Text shown:

The Arms of Murugan – by Rajani Arjun Shankar

Murugan, also known as Subrahmanya and Skanda, is a much-loved God in the southern states of India. His youth, charming beauty, valour and his courting and marrying Valli, are all joyously celebrated by poets. He is also exalted for his compassion and wisdom, which is why he is also known as a Gurunathan, a preceptor granting Jnana and thereby Mukti to the souls suffering in the cycle of births and deaths. Mahaperiyava has spoken extensively (in Deivathin Kural) about Murugan, about how he is both Shiva and Parvati in one form, how he grants both Bhoga and Moksha (enjoyments in this world and salvation in the other) etc.

Dataset:
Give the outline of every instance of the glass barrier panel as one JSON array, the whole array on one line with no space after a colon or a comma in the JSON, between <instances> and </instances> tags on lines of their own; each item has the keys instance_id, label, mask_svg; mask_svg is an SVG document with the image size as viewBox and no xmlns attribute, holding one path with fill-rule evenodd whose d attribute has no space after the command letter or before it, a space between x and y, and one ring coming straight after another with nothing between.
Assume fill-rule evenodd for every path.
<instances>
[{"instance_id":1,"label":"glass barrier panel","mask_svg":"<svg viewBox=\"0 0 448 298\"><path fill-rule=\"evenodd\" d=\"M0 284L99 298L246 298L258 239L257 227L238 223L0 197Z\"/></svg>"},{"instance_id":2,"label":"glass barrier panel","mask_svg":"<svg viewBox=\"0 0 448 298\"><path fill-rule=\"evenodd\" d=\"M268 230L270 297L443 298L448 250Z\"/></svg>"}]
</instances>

Written exercise: Go on with the passage about Murugan above, starting after its last sentence.

Written response:
Amongst the many saints who were blessed by Murugan and sang his praises in Tamil is the Sangam-Age poet Nakkeerar. His work, Tirumurugatruppadai, is the first among the ten Sangam works that comprise the collection called Pathupattu. It is a long poem of about three hundred lines, wherein the poet describes the form of Murugan, his six abodes which we nowadays call “Arupadai Veedu” and finally concludes by addressing devotees, exhorting them to look for Murugan in all these places and seek his blessings. He goes on to say that given his compassionate nature, the Lord will surely welcome them kindly and shower them with eternal gifts.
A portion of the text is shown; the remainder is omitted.